#### [Provided text]
=== Section Start ===

DETAILED DESCRIPTION OF THE INVENTION
[0035] Referring to FIGS. 1 and 1A, a medical device system 10 is
shown that may be used for advancing a medical device 12 that is
configured to be employed to substantially prevent valve prolapse
in, for example, the mitral valve. In particular, a distal portion
16 of a catheter 14 of the medical device system 10 may be advanced
into the left atrium to implant the medical device 12 adjacent to
and around the atrioventricular valve annulus in the left
atrium.
[0036] The medical device system 10 may include a handle 20 having
an actuator 22, a fluid port 24 and a disengagement portion 26.
Further, the medical device system 10 may include a catheter 14
having a proximal portion 28 and a distal portion 16 with a
catheter lumen 30 extending therethrough. The proximal portion 28
of the catheter 14 is coupled at a distal end of the handle 20. The
distal portion 16 of the catheter 14 may be sized and configured to
hold and maintain the medical device 12 when advancing the medical
device to the mitral valve in the heart. Further, the medical
device 12 may be coupled to the medical device system 10, within
the lumen 30, via one or more lines or tethers 32. The tether(s) 32
can extend through the catheter 14 and can be coupled to the handle
20. The tether(s) 32 may further be releasable via the
disengagement portion at the handle 20. Such a medical device
system 10 can be advanced to the left atrium via a guide wire (not
shown) by advancing the distal portion 16 of the catheter 14 over
the guide wire through a rapid exchange (Rx) lumen 34 subsequent to
the guide wire being properly advanced to the heart. Disclosure of
a tethering system as well as the rapid exchange lumen can be found
in Applicant's pending patent application, application Ser. No.
11/836,051, the disclosure of which is incorporated herein in its
entirety. It should be noted that the medical device system 10 can
also be configured to facilitate over the wire delivery, as known
in the art.

=== Section End ===

#### [Assigned task A]
Retype the patent description from "11/836,051, the disclosure" to "in the art.".
#### [Assigned task B]
Answer these questions from the patent description, each on its own line:
(i) Which valve does the patent description give as an example where the medical device may prevent prolapse?
(ii) Which three parts does the handle 20 have?
(iii) Through which lumen is the distal portion of the catheter advanced over the guide wire?
#### [Assigned task C]
Proceed with the patent description, starting after its last sentence.

#### [Source material]
=== Section Start ===

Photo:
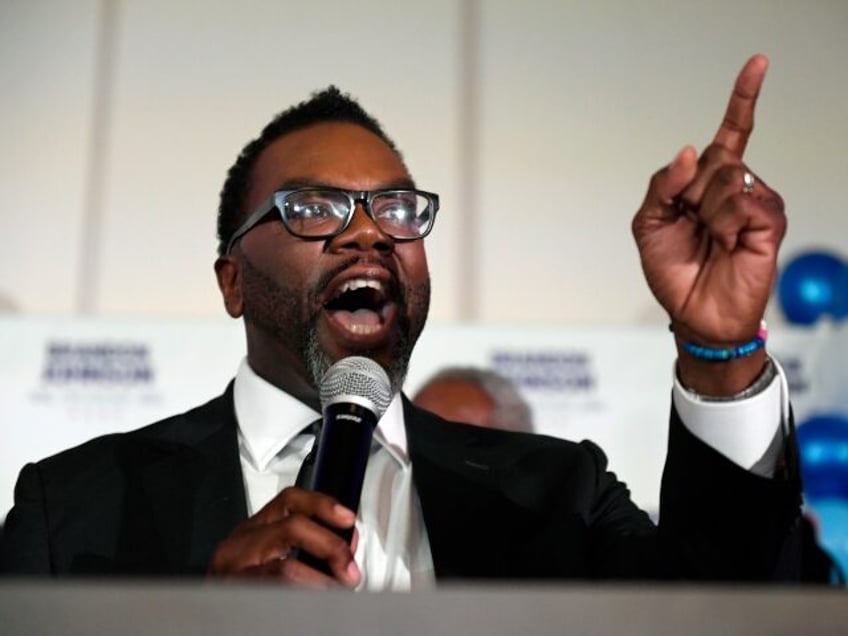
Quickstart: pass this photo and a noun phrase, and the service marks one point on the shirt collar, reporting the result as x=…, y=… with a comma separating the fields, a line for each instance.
x=269, y=419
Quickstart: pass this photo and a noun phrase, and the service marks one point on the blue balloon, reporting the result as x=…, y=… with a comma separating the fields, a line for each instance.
x=823, y=445
x=812, y=285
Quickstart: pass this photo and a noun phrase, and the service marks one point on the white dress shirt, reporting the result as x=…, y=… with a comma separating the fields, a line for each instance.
x=393, y=551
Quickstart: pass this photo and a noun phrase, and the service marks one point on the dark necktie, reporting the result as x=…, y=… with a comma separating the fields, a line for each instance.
x=304, y=474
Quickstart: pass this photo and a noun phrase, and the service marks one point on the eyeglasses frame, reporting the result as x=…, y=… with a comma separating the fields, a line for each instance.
x=277, y=200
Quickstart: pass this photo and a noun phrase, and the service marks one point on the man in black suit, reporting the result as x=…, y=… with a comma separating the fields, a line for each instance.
x=320, y=229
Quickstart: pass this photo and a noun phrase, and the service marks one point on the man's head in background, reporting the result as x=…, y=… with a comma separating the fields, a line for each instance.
x=475, y=396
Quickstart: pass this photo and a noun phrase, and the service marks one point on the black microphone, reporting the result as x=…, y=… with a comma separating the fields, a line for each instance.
x=354, y=394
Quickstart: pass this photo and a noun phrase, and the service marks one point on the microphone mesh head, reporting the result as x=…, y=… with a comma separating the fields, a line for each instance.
x=360, y=378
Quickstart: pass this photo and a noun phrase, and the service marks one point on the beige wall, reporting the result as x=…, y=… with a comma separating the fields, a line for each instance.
x=543, y=149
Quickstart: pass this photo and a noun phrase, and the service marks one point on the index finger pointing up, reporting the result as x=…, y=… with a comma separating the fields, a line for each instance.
x=739, y=118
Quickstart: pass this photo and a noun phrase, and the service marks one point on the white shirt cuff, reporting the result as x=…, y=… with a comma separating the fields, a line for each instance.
x=741, y=430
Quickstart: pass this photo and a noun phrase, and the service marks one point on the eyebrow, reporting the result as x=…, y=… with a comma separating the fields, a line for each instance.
x=301, y=182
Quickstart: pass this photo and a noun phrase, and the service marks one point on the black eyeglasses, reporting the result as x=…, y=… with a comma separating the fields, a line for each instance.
x=321, y=213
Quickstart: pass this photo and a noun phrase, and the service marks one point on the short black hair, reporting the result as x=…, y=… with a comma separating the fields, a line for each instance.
x=328, y=105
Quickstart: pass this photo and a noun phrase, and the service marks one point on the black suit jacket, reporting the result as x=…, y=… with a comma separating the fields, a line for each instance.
x=496, y=504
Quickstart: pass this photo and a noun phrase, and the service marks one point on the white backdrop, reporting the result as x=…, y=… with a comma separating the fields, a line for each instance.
x=66, y=380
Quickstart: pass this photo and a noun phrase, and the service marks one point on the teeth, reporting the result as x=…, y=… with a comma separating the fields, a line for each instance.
x=359, y=283
x=363, y=330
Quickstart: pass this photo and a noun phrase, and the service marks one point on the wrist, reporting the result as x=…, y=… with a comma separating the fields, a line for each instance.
x=760, y=383
x=720, y=371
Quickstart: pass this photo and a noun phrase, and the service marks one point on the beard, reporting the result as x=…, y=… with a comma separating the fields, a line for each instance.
x=275, y=309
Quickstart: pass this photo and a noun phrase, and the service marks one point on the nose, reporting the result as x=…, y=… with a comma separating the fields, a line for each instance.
x=363, y=234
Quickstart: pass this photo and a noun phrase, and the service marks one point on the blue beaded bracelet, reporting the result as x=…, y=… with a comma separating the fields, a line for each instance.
x=720, y=355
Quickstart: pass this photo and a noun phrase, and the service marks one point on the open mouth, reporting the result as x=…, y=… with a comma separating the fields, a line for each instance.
x=360, y=306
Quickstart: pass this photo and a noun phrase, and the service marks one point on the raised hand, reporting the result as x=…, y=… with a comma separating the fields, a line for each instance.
x=262, y=545
x=708, y=234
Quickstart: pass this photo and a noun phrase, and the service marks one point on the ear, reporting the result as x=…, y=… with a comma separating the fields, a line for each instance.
x=228, y=272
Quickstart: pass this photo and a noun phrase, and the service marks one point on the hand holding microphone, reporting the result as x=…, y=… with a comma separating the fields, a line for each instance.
x=355, y=392
x=301, y=533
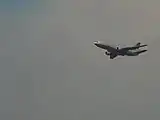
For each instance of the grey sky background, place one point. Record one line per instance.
(50, 69)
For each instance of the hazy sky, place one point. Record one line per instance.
(50, 69)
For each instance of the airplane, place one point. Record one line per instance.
(113, 52)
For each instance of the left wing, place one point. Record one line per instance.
(133, 48)
(112, 55)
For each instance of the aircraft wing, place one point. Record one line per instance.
(112, 55)
(133, 48)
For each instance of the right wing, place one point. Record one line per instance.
(133, 48)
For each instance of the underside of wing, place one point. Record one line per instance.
(130, 48)
(112, 55)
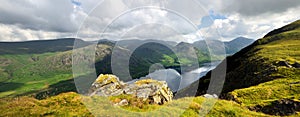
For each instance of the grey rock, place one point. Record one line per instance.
(157, 92)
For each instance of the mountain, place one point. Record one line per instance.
(45, 66)
(217, 46)
(264, 76)
(237, 44)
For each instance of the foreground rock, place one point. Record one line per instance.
(156, 92)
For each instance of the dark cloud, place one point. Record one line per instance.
(48, 15)
(257, 7)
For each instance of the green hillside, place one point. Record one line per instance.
(265, 76)
(69, 104)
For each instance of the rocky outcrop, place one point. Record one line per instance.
(157, 92)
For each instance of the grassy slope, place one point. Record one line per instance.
(69, 104)
(253, 76)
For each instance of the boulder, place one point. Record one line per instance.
(107, 85)
(157, 92)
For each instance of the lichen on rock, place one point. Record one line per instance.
(154, 91)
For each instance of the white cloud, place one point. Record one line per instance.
(34, 19)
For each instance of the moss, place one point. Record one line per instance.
(111, 78)
(147, 81)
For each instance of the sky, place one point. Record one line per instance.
(172, 20)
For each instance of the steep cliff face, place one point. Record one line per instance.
(263, 72)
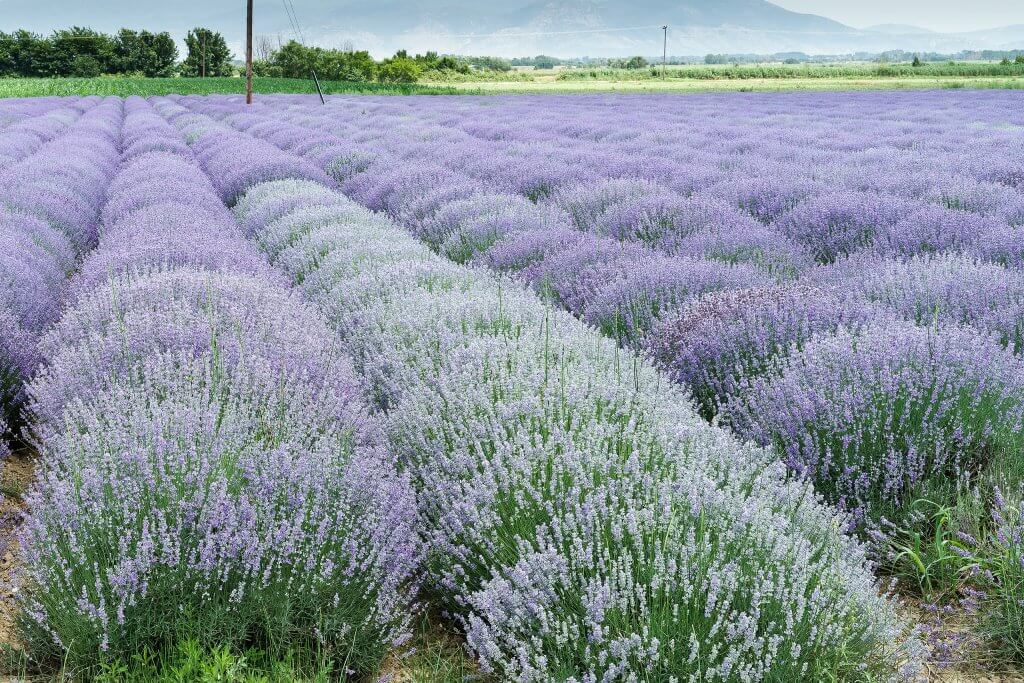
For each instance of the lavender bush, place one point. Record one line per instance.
(569, 497)
(208, 468)
(875, 416)
(724, 339)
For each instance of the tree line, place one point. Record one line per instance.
(296, 60)
(86, 53)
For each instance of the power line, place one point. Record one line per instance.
(293, 18)
(535, 33)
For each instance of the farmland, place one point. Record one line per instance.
(600, 388)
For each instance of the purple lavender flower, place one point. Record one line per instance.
(875, 416)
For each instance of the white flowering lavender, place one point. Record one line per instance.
(584, 523)
(208, 468)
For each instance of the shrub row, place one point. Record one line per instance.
(50, 195)
(208, 468)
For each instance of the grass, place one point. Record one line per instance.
(553, 82)
(554, 85)
(804, 72)
(124, 86)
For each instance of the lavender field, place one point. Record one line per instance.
(612, 388)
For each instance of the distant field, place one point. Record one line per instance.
(553, 85)
(776, 77)
(728, 78)
(801, 72)
(39, 87)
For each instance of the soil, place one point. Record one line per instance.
(17, 474)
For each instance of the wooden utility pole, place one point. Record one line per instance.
(665, 52)
(249, 51)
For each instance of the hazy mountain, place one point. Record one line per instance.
(511, 28)
(898, 30)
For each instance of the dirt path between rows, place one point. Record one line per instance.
(16, 474)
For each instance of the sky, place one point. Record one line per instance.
(942, 15)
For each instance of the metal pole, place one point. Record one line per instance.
(318, 90)
(249, 52)
(665, 52)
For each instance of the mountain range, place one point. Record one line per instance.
(513, 28)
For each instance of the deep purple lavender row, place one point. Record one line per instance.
(51, 188)
(639, 181)
(580, 518)
(888, 252)
(208, 469)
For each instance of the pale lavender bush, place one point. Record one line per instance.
(581, 518)
(208, 466)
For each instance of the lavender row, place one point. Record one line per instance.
(626, 186)
(581, 519)
(553, 535)
(736, 286)
(49, 207)
(208, 468)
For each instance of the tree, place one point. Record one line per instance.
(208, 54)
(143, 52)
(262, 48)
(399, 70)
(297, 60)
(79, 51)
(544, 61)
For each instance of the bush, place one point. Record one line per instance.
(724, 339)
(875, 416)
(399, 70)
(582, 519)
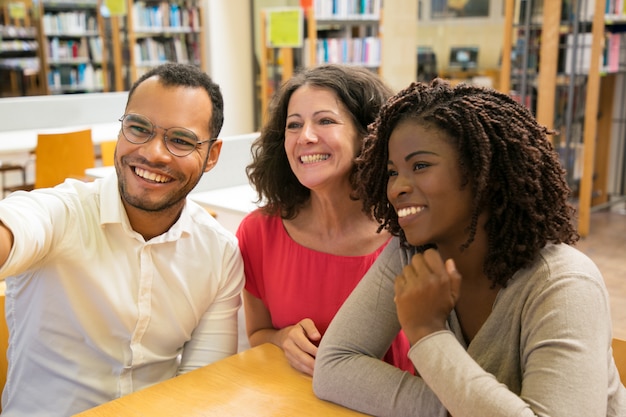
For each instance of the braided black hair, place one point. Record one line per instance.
(505, 156)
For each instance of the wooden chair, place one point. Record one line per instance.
(619, 353)
(63, 155)
(59, 156)
(4, 340)
(107, 152)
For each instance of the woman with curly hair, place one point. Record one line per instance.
(504, 316)
(309, 245)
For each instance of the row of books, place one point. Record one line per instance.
(347, 9)
(359, 51)
(72, 49)
(615, 8)
(165, 15)
(69, 23)
(15, 45)
(151, 50)
(613, 58)
(583, 11)
(82, 76)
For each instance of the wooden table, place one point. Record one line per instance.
(257, 382)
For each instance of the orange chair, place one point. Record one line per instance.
(59, 156)
(4, 340)
(619, 354)
(63, 155)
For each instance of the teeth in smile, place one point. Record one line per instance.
(408, 211)
(150, 175)
(309, 159)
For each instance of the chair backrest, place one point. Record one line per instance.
(4, 340)
(619, 353)
(107, 152)
(63, 155)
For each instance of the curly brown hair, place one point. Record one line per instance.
(361, 91)
(505, 156)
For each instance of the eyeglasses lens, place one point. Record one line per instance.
(139, 129)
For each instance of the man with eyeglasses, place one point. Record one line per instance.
(118, 284)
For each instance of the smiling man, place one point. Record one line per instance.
(118, 284)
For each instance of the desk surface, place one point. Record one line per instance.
(17, 141)
(257, 382)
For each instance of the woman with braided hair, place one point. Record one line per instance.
(504, 316)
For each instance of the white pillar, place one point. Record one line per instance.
(230, 61)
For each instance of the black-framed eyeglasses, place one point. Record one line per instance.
(138, 129)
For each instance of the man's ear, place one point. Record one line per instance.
(214, 154)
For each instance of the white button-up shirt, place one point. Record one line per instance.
(96, 312)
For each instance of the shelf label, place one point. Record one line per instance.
(17, 10)
(116, 7)
(284, 27)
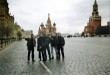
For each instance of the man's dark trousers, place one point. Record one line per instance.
(29, 51)
(62, 51)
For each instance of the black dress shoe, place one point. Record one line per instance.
(33, 60)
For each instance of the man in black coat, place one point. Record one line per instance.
(53, 46)
(47, 41)
(60, 45)
(31, 43)
(40, 46)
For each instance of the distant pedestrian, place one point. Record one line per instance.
(54, 46)
(31, 43)
(60, 45)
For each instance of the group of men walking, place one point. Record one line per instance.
(46, 46)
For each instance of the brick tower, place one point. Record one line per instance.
(94, 21)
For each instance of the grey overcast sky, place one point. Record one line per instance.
(70, 16)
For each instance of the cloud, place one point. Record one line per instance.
(69, 15)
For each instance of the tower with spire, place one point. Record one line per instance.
(48, 28)
(94, 21)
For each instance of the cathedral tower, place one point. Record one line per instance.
(94, 21)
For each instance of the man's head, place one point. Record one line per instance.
(52, 35)
(59, 34)
(40, 35)
(32, 35)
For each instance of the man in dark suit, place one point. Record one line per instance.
(31, 43)
(60, 46)
(40, 46)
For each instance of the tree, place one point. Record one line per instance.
(98, 30)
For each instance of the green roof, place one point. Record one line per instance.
(3, 1)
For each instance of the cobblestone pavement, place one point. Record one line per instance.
(83, 56)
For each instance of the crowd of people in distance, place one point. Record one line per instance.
(46, 46)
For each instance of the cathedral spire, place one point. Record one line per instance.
(95, 2)
(49, 21)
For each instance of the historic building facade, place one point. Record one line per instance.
(94, 21)
(48, 28)
(8, 28)
(6, 20)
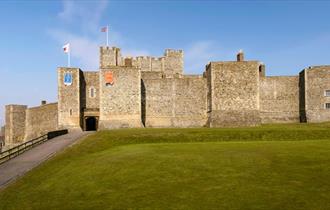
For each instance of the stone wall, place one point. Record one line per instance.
(69, 109)
(279, 99)
(317, 81)
(90, 83)
(173, 102)
(15, 124)
(40, 120)
(170, 64)
(235, 93)
(110, 56)
(120, 103)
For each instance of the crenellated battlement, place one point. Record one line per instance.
(173, 52)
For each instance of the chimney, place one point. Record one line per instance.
(240, 55)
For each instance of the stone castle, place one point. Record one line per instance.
(146, 91)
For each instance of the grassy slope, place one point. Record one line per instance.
(110, 170)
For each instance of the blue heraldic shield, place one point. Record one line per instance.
(67, 78)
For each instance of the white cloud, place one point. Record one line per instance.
(201, 53)
(85, 42)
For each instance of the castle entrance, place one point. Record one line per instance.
(91, 124)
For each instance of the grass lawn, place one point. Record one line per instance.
(267, 167)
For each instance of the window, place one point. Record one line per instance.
(327, 93)
(92, 92)
(327, 105)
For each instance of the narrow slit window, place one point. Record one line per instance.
(327, 93)
(92, 92)
(327, 106)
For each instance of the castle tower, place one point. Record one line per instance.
(15, 124)
(69, 97)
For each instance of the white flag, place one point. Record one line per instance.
(66, 48)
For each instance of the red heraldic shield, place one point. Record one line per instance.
(108, 78)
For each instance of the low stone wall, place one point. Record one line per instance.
(40, 120)
(279, 99)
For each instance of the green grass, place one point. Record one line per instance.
(267, 167)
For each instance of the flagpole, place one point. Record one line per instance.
(107, 36)
(69, 61)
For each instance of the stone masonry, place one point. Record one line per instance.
(145, 91)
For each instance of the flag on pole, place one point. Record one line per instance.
(106, 29)
(66, 48)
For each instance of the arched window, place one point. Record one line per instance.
(92, 92)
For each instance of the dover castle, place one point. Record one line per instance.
(146, 91)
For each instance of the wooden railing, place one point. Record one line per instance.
(17, 150)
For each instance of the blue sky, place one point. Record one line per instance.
(286, 35)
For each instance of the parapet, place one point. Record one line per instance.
(172, 52)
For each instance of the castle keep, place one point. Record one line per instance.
(146, 91)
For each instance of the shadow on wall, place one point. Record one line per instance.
(143, 103)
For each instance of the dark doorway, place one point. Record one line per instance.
(91, 124)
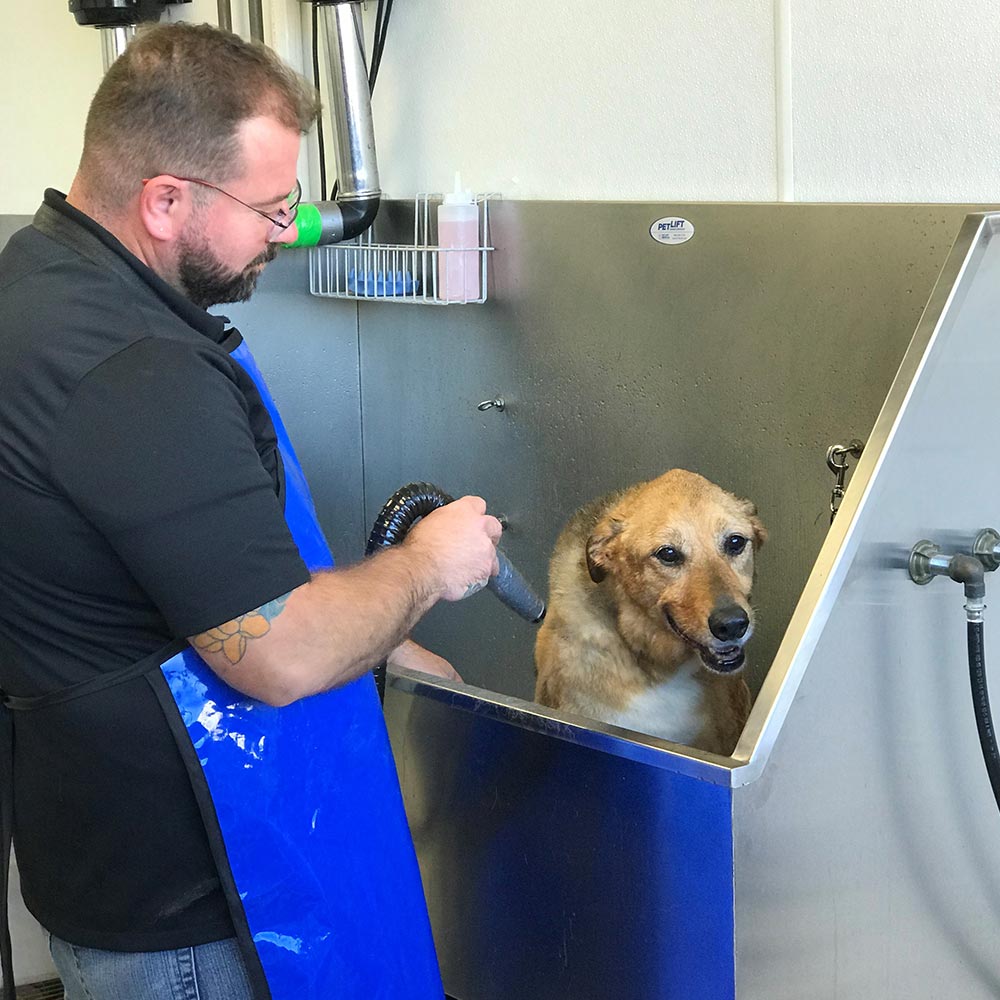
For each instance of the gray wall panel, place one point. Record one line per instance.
(741, 354)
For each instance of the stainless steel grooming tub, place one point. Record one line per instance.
(846, 850)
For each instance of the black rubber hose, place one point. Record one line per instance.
(416, 500)
(981, 705)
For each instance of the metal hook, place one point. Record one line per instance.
(836, 454)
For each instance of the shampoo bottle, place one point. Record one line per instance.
(458, 238)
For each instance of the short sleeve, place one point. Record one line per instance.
(156, 450)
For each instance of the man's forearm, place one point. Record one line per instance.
(323, 634)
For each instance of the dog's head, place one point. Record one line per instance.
(680, 551)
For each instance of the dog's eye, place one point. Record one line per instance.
(669, 555)
(734, 544)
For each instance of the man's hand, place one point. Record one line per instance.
(344, 621)
(413, 656)
(458, 543)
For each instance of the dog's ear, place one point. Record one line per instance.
(597, 546)
(759, 531)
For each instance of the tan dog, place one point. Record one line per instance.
(649, 612)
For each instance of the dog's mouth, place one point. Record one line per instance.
(719, 659)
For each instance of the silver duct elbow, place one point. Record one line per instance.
(351, 113)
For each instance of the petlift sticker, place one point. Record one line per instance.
(671, 230)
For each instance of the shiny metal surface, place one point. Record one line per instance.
(865, 847)
(350, 101)
(556, 853)
(255, 19)
(741, 354)
(114, 42)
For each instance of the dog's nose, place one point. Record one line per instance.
(728, 623)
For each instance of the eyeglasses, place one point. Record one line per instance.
(282, 219)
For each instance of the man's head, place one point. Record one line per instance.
(190, 155)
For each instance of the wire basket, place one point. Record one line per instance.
(421, 272)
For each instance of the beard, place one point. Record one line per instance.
(208, 282)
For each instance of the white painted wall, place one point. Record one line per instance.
(810, 100)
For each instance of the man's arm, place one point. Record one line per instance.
(343, 622)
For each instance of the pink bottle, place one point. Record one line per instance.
(458, 230)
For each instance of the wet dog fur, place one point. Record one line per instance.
(649, 612)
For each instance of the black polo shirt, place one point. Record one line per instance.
(139, 481)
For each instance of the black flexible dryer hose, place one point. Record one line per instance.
(981, 705)
(416, 500)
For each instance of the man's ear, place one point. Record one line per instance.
(165, 205)
(599, 547)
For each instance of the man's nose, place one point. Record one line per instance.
(289, 235)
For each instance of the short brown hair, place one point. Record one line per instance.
(173, 103)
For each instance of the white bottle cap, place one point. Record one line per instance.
(458, 196)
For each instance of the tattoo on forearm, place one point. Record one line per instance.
(231, 638)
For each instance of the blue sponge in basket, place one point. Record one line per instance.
(380, 284)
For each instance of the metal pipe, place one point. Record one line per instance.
(255, 13)
(350, 102)
(113, 42)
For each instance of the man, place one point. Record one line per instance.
(171, 834)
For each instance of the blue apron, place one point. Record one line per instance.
(304, 804)
(302, 808)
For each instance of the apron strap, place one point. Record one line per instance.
(6, 832)
(10, 704)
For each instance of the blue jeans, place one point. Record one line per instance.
(205, 972)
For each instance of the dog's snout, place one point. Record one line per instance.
(728, 623)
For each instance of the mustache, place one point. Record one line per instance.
(266, 257)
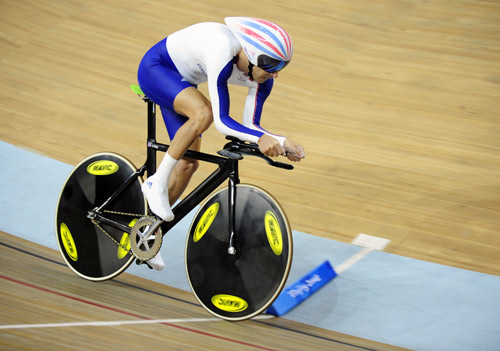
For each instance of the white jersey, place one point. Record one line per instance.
(206, 52)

=== Section End ===

#### [Exercise answer A]
11/836,051, the disclosure of which is incorporated herein in its
entirety. It should be noted that the medical device system 10 can
also be configured to facilitate over the wire delivery, as known
in the art.

#### [Exercise answer B]
(i) The mitral valve.
(ii) An actuator 22, a fluid port 24 and a disengagement portion 26.
(iii) A rapid exchange (Rx) lumen 34.

#### [Exercise answer C]
[0037] With respect to FIG. 1A, an enlarged view of the medical
device 12 is shown at the distal portion 16 of the catheter 14
(shown in cross-section) in a constrained configuration. The
catheter 14 may also include a coil 36 positioned proximally the
medical device 12 with the tether 32 extending through or along
side the coil 36. The coil 36 may extend through the catheter lumen
30 to the handle 20 and is configured to either push the medical
device 12 from the catheter 14 while the catheter remains fixed or
hold the medical device 12 in a substantially fixed position while
the catheter 14 is moved proximally via the actuator 22 to,
thereby, deploy the medical device 12 from the catheter 14.
[0038] Referring to FIGS. 2A and 2B, there is depicted a side
profile view of a left portion of a heart 3, including a defect in
the mitral valve 11 causing regurgitation between the left atrium 5
and the left ventricle 7. In particular, FIG. 2A depicts leaflets 9
of the mitral valve 11 in a prolapsed state, allowing blood
back-flow back into the left atrium 5 (the defect).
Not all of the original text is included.